## Given task
Find the line that contains "the frog toe". Output it and every line after it to the end of the records, exactly as they appear.

** START OF Exercise data **

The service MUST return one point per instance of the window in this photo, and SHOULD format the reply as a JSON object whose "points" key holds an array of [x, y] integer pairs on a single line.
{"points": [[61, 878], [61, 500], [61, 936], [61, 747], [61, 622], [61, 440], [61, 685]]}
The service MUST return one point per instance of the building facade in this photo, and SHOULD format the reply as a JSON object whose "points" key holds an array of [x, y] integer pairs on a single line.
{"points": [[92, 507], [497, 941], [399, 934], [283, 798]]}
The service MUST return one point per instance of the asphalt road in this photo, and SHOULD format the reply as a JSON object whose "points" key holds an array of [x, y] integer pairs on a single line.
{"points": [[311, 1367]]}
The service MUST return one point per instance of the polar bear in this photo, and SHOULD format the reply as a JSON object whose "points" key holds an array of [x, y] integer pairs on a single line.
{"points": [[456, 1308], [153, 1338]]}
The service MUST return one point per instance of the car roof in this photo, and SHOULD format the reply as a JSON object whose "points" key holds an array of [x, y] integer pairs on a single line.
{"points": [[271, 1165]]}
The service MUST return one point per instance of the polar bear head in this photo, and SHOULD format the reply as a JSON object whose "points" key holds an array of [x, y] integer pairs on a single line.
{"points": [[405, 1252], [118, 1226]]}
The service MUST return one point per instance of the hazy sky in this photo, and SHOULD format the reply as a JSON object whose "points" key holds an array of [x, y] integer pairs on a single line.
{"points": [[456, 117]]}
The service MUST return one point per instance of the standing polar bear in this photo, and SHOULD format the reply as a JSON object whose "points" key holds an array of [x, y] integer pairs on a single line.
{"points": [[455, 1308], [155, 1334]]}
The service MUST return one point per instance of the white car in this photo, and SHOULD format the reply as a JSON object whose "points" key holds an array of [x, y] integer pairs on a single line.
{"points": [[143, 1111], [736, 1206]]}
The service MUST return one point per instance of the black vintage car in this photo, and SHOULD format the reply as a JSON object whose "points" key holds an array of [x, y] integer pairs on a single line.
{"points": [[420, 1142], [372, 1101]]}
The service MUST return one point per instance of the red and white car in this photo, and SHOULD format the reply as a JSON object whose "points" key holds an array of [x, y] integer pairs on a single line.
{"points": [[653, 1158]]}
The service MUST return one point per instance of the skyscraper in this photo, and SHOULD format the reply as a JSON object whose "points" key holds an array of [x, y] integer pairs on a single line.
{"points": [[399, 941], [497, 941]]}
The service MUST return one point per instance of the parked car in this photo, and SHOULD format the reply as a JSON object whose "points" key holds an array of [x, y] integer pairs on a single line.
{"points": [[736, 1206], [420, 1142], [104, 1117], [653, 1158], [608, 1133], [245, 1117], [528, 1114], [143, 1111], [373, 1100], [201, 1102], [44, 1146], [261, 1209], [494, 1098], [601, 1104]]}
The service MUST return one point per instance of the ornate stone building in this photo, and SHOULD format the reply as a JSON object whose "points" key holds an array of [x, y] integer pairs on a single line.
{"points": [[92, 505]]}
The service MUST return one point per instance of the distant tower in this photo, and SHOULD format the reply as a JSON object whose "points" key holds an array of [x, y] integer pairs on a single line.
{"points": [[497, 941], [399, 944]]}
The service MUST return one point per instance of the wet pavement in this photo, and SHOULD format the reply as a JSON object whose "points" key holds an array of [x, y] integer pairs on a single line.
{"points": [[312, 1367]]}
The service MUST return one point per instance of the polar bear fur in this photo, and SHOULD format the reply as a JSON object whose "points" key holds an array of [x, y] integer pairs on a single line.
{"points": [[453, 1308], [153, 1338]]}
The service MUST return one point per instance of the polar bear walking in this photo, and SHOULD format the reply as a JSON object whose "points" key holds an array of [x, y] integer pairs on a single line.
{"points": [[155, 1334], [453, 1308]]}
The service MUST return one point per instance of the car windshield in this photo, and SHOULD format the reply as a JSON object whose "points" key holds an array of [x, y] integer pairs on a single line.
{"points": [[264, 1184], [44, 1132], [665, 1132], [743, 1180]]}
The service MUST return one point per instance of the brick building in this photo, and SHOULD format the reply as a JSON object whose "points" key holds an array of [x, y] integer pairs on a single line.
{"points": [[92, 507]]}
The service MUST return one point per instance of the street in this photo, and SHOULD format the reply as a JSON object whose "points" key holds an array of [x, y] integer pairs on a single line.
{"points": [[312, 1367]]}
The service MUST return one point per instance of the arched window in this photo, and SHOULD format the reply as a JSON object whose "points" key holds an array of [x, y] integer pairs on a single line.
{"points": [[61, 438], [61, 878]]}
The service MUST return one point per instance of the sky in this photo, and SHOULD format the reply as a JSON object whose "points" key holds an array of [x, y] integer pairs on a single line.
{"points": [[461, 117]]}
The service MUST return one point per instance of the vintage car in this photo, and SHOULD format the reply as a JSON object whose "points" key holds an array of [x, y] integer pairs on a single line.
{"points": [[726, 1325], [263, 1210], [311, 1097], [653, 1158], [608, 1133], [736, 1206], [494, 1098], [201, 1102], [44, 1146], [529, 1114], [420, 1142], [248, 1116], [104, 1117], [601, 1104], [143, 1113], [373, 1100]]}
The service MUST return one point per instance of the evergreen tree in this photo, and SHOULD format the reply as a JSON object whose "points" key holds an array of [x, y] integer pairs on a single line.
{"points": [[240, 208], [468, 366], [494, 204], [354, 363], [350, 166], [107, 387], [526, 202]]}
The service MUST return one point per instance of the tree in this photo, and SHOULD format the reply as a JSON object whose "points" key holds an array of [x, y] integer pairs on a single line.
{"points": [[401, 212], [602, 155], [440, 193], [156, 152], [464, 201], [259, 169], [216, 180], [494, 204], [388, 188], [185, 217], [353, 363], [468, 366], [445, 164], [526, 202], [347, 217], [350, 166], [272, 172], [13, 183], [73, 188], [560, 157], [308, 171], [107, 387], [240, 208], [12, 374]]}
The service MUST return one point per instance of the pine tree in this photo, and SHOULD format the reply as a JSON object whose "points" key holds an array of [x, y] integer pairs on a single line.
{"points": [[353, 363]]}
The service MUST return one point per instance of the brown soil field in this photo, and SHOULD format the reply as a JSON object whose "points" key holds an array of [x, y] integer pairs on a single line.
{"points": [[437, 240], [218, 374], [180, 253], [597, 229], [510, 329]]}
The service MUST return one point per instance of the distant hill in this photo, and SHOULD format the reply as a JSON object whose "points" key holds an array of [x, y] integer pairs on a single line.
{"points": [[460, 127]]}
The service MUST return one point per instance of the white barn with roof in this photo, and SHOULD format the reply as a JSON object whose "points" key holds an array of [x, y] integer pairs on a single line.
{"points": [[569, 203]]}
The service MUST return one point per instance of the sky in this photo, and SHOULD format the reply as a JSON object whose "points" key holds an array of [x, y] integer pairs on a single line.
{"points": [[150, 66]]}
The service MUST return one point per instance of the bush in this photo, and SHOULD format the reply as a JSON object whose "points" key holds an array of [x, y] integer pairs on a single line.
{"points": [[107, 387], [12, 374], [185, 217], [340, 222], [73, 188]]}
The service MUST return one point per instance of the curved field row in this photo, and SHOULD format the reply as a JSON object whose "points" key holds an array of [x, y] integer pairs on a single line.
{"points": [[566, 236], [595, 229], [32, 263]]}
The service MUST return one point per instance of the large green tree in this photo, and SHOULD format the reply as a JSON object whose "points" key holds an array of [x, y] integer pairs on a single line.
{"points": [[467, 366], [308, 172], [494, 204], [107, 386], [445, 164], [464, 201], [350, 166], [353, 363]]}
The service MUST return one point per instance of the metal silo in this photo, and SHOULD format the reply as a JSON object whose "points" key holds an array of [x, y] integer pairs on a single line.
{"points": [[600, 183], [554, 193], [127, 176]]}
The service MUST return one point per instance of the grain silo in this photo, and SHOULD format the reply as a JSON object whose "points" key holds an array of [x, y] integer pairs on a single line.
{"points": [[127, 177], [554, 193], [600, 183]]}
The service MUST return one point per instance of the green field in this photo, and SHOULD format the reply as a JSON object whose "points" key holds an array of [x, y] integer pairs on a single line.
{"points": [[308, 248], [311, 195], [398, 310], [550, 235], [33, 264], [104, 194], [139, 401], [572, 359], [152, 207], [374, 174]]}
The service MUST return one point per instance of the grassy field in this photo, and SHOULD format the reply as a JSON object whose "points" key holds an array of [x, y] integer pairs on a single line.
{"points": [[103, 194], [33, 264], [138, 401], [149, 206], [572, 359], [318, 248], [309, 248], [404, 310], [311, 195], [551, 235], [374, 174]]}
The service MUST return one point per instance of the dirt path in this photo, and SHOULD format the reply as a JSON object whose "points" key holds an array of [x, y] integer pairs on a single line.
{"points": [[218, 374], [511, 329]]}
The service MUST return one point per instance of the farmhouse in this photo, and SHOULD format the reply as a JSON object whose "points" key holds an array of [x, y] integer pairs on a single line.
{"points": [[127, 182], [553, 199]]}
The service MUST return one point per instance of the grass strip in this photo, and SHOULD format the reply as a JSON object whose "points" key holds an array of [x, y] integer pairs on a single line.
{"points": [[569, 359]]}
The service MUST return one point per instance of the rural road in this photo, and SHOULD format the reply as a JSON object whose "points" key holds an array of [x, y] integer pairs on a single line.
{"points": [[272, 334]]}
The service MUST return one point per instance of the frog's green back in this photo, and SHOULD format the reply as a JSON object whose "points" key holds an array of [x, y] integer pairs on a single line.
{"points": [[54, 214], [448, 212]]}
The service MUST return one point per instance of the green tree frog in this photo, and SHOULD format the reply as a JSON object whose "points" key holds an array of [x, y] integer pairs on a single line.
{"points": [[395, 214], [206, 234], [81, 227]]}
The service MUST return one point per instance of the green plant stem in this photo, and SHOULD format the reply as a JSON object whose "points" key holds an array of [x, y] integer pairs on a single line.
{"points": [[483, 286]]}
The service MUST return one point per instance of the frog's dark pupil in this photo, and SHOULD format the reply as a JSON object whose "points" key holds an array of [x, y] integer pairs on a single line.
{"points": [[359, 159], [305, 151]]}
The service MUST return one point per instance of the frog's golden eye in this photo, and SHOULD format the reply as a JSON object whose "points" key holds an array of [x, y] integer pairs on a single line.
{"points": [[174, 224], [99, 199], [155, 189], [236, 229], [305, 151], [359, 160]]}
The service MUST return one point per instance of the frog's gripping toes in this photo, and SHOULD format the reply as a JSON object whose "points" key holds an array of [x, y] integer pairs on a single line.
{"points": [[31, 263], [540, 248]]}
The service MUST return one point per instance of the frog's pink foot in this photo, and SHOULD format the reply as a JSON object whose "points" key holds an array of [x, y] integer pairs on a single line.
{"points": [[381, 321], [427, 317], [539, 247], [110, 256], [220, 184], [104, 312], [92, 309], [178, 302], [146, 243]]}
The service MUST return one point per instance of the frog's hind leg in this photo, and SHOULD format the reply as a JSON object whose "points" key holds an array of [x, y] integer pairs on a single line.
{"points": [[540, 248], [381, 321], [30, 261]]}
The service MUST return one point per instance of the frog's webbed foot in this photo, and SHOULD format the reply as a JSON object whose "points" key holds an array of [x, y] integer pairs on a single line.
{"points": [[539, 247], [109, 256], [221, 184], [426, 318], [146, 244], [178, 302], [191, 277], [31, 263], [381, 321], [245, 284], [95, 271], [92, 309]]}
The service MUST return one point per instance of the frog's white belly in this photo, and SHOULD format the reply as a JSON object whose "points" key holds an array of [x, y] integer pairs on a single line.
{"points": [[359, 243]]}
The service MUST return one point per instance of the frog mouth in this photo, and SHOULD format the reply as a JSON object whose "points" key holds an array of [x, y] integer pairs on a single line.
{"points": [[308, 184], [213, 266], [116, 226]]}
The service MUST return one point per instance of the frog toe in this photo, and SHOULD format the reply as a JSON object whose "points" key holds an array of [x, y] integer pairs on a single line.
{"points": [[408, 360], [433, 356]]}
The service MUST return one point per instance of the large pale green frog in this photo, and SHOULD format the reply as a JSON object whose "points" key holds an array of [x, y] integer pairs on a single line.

** END OF Exercise data **

## Exercise result
The service MUST return one point per instance of the frog toe in this photo, and SHOULD format the reply as a JSON object whose "points" key holds an array of [x, y] integer pairs on a single line.
{"points": [[408, 360], [433, 356]]}
The service MUST return one point per instance of the large pale green frog in this photo, and SHOULD format the reply as a JSON object whose "points" key holds an array of [x, y] integer pairs on a single line.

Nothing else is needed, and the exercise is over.